[Referring expression data]
■ ■ ■
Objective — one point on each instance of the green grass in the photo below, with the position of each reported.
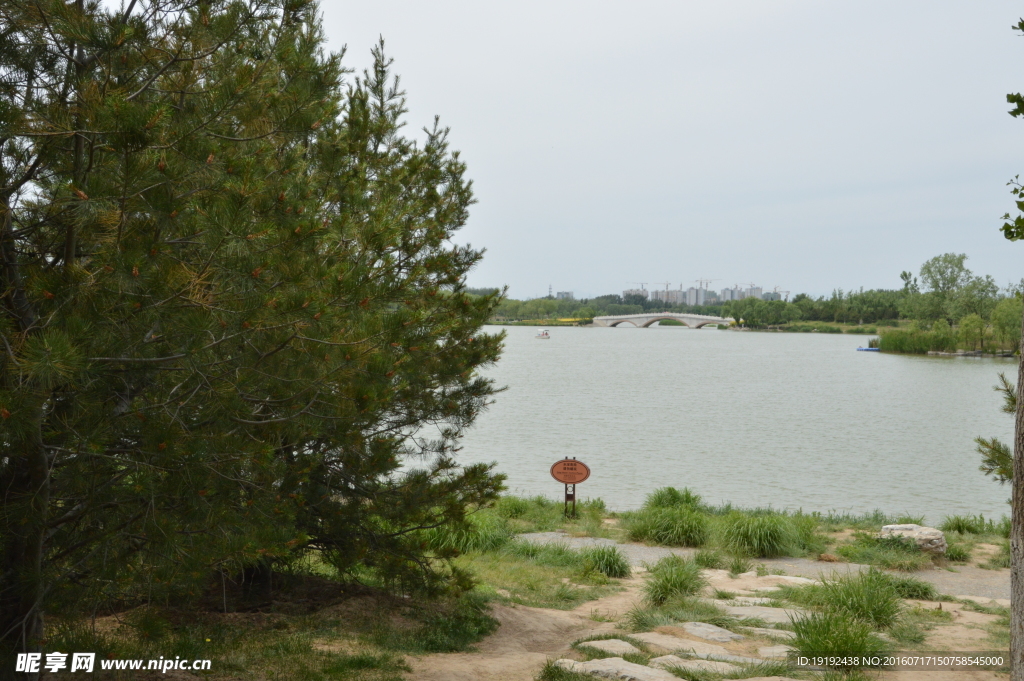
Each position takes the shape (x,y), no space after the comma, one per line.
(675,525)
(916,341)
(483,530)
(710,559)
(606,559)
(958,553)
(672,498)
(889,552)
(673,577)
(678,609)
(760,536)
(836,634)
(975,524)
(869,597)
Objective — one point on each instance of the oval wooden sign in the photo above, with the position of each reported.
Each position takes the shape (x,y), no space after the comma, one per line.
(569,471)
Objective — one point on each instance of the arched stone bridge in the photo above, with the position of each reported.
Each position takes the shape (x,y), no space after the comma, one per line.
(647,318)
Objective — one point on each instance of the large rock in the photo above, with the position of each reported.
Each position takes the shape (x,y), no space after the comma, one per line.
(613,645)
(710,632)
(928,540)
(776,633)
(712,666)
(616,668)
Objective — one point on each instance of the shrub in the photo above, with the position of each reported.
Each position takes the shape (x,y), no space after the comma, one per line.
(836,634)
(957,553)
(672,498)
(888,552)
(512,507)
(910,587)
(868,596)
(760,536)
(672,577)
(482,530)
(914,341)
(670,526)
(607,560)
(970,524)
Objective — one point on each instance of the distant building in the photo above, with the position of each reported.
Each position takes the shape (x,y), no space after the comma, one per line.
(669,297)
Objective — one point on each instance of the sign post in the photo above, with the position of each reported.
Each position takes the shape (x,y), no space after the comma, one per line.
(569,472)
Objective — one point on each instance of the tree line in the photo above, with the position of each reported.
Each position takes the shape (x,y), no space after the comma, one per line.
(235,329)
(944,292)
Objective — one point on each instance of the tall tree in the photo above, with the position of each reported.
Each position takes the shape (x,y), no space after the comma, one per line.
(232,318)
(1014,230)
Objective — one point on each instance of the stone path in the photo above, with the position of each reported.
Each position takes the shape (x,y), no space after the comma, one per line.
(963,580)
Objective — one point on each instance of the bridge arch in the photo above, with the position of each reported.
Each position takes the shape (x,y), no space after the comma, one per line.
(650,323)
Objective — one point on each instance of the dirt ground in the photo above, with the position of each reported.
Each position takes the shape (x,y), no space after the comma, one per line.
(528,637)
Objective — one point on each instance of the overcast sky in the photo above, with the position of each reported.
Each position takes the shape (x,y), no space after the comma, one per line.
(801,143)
■ ■ ■
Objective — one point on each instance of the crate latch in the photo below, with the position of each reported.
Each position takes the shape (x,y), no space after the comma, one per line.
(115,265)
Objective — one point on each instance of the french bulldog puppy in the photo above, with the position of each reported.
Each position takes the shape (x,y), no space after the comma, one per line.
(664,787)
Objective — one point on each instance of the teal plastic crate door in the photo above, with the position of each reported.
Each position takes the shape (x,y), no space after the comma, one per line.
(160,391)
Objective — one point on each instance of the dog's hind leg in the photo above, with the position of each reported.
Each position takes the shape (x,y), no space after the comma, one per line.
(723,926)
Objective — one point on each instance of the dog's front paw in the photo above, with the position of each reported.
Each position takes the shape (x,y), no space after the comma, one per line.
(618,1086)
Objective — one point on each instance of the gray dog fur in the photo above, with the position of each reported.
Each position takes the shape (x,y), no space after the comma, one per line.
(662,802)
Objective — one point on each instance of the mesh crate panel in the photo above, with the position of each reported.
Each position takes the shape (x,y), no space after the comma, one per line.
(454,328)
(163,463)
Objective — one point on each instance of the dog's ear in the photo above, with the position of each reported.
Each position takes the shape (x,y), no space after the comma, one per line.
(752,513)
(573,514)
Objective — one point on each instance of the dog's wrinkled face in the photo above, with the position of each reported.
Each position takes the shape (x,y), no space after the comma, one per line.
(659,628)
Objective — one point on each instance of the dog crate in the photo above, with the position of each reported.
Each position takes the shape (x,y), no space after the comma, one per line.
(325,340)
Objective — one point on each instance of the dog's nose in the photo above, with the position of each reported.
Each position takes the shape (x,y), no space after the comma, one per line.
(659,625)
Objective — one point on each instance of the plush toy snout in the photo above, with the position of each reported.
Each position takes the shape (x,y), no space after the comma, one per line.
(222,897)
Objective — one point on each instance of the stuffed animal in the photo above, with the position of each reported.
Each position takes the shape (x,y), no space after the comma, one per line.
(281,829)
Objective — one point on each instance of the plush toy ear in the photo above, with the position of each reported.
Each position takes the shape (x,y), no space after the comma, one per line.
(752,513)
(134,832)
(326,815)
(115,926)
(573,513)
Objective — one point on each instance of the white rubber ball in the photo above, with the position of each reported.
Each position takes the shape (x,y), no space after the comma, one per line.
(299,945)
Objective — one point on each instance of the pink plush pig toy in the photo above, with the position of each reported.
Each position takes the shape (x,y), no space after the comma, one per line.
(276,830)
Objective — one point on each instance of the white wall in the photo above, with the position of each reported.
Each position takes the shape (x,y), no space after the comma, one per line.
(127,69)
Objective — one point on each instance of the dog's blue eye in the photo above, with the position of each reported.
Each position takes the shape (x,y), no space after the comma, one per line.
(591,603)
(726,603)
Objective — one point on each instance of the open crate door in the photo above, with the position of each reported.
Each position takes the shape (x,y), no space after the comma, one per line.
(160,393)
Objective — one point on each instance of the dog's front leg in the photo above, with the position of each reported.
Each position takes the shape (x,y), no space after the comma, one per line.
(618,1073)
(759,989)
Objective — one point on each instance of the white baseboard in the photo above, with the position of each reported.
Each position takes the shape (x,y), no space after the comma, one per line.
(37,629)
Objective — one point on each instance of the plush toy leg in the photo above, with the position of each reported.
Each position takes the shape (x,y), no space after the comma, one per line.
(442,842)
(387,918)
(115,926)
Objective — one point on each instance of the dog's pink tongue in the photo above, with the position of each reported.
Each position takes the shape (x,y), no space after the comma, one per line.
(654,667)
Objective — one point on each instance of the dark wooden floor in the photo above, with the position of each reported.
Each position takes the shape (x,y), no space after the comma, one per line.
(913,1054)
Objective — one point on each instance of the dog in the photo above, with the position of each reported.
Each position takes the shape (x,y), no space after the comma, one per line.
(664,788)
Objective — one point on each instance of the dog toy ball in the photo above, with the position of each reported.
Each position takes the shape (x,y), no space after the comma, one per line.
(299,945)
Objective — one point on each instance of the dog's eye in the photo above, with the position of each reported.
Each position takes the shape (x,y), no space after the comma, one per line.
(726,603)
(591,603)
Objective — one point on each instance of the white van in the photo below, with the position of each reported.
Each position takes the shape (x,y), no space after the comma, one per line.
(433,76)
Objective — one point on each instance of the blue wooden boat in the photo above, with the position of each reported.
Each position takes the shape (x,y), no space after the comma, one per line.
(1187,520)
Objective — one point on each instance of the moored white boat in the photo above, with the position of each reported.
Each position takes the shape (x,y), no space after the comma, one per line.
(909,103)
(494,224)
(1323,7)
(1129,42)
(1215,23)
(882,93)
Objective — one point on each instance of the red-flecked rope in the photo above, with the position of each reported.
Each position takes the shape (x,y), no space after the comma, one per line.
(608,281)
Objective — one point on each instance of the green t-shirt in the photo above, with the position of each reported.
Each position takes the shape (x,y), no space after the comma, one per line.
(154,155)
■ ■ ■
• _What needs to be done_
Report every line in the data that holds "ball", copying each one.

• _Exercise answer_
Objective — one point on each instance of the white rubber ball in the photo above, with the position of each reported.
Objective — one point on each instance of the dog toy ball in the photo above, with the position of each reported.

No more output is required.